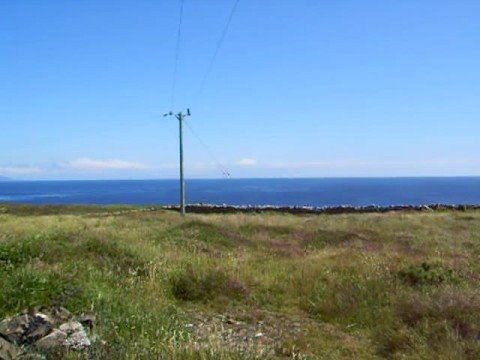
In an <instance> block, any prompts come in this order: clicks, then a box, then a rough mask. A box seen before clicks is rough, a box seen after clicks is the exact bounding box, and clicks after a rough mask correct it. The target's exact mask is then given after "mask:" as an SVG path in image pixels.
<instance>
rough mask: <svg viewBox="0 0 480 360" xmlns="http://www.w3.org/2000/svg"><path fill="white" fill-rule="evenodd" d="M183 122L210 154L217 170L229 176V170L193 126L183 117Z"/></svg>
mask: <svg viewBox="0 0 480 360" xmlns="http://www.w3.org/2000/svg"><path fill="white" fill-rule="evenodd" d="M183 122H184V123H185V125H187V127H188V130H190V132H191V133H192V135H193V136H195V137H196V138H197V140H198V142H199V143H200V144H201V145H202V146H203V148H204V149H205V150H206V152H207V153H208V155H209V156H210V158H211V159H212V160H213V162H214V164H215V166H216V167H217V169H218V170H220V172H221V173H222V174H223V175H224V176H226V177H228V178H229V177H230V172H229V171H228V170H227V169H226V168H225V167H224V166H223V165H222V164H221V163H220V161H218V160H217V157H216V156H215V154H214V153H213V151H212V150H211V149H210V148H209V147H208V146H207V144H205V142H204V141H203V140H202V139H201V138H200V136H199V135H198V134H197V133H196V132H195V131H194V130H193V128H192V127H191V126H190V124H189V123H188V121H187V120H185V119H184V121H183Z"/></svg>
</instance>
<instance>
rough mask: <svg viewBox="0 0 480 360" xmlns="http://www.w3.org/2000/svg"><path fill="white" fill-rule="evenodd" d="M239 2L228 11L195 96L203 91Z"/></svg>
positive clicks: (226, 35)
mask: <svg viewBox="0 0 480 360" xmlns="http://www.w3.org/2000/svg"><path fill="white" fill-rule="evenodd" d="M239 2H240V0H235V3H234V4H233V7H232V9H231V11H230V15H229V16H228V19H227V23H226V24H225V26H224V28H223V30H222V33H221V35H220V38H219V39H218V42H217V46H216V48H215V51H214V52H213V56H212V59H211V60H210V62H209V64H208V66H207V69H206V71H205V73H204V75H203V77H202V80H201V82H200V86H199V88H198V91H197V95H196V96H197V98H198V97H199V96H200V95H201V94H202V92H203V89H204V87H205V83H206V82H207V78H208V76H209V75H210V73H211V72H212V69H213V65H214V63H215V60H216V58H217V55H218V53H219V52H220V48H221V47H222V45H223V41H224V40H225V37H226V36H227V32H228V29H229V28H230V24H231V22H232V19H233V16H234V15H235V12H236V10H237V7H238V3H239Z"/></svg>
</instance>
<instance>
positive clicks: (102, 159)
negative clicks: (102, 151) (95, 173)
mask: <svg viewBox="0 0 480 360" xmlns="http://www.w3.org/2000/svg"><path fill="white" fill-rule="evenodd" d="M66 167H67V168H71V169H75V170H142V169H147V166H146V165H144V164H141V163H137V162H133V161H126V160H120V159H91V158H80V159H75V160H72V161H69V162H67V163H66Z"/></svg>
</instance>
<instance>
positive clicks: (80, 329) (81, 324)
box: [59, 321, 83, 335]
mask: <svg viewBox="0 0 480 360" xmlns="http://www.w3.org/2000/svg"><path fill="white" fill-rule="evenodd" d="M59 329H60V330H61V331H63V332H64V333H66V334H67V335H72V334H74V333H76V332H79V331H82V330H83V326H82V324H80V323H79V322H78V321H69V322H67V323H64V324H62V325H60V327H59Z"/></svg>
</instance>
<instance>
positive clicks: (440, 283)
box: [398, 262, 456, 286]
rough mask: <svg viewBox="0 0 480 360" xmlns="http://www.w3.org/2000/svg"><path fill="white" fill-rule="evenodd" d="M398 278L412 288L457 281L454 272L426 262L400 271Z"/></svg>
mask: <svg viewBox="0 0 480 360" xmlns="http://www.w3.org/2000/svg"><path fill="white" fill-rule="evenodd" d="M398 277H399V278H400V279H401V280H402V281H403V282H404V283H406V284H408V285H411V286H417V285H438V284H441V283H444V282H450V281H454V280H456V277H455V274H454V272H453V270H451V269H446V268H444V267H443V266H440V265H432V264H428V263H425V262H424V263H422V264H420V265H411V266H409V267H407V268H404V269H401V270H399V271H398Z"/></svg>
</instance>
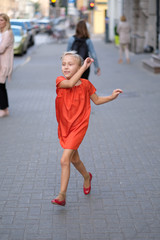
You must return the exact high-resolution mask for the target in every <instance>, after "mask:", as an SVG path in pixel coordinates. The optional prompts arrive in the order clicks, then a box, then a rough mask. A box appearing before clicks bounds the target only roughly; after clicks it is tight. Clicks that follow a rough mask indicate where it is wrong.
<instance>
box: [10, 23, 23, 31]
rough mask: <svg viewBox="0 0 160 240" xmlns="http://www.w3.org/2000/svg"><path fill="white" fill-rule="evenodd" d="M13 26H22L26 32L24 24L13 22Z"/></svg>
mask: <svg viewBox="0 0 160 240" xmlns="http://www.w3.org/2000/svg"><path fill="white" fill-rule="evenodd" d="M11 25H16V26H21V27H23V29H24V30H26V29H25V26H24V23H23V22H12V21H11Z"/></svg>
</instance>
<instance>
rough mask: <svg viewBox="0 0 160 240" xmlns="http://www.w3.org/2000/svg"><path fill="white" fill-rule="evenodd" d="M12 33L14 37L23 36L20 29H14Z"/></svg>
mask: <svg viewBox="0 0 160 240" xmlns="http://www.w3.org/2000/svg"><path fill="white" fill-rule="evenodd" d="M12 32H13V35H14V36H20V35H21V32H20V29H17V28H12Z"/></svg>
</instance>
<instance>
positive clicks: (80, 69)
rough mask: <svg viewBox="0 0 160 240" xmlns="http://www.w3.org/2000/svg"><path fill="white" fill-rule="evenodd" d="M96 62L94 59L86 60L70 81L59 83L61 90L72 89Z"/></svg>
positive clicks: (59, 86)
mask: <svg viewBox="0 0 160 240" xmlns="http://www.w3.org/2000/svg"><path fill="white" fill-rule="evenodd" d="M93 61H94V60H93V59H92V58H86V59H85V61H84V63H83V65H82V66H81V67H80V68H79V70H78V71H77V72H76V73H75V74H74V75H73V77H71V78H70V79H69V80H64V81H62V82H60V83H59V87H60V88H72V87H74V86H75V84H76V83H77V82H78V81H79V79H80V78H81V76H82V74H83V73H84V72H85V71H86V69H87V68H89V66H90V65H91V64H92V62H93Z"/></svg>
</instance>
_ _ _
• _WHAT THE TASK ASKS_:
From the records above, reproduce exactly the lines from the one with "box: [59, 321, 83, 335]" to the one with "box: [398, 262, 456, 286]", both included, and no others.

• _SOLUTION BELOW_:
box: [59, 321, 83, 335]
mask: <svg viewBox="0 0 480 360" xmlns="http://www.w3.org/2000/svg"><path fill="white" fill-rule="evenodd" d="M59 329H60V330H61V331H63V332H64V333H66V334H67V335H72V334H74V333H76V332H79V331H82V330H83V326H82V324H80V323H79V322H78V321H69V322H67V323H64V324H62V325H60V327H59Z"/></svg>
</instance>
<instance>
positive clicks: (440, 283)
box: [398, 262, 456, 286]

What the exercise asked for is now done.